Following Bachu et al. (2007) the underlying assumption made in the estimates of the CO2 storage capacity of oil and gas fields is that the volume previously occupied by the produced hydrocarbons is available for CO2 storage. This assumption is generally valid for pressure-depleted reservoirs that are not in hydrodynamic contact with an aquifer, or that are not flooded during secondary and tertiary oil recovery. In reservoirs that are in hydrodynamic contact with an underlying aquifer, or are purposefully water-flooded during secondary production, formation water or injected water invades the reservoir as the pressure declines because of production, leading to a decrease in the pore space available for CO2 storage. CO2 injection can partially reverse any water influx, thus making more pore space available for CO2. However, not all the previously hydrocarbon-saturated pore space will become available for CO2 because some of the invading water will be trapped in the pore space due to capillarity, viscous fingering and gravity effects (Stevens et al., 2001).

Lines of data

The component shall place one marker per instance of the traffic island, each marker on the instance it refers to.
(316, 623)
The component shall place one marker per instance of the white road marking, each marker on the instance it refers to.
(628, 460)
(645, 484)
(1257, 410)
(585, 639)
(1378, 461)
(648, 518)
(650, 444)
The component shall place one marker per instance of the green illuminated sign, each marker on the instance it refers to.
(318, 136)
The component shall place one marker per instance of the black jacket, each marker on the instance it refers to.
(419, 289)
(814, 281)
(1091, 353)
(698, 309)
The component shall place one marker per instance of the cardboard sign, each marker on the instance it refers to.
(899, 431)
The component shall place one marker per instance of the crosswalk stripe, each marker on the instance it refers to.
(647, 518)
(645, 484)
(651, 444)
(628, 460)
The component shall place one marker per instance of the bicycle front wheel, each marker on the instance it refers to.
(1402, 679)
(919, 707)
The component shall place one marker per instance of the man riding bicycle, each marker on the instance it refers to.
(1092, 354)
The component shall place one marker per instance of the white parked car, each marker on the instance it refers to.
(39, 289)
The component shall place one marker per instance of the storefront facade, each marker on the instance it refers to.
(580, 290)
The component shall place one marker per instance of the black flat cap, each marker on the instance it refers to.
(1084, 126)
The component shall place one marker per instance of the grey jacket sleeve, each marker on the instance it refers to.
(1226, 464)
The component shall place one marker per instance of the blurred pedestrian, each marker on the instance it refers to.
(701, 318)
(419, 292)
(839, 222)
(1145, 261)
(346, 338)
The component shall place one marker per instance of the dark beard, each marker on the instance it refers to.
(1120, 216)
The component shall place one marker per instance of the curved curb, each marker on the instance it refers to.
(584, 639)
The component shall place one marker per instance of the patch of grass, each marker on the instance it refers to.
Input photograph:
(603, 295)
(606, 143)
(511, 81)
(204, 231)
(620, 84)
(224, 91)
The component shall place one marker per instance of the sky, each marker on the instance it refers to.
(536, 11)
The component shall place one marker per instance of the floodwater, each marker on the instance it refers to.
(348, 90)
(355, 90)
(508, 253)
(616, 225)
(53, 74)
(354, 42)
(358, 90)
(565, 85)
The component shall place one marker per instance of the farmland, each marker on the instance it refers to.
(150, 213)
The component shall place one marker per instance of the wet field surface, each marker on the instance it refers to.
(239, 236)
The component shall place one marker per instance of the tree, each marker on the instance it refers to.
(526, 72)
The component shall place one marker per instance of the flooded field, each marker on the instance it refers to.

Short problem 1:
Answer these questions from the passage on CO2 storage capacity:
(a) What assumption underlies the estimates of CO2 storage capacity of oil and gas fields?
(b) For which reservoirs is that assumption generally valid?
(c) What can CO2 injection do to water influx?
Short problem 2: List every effect that the passage on CO2 storage capacity gives as a cause of invading water being trapped in the pore space.

Correct response 1:
(a) The volume previously occupied by the produced hydrocarbons is available for CO2 storage.
(b) Pressure-depleted reservoirs that are not in hydrodynamic contact with an aquifer, or that are not flooded during secondary and tertiary oil recovery.
(c) It can partially reverse the water influx, making more pore space available for CO2.

Correct response 2:
- Capillarity
- Viscous fingering
- Gravity effects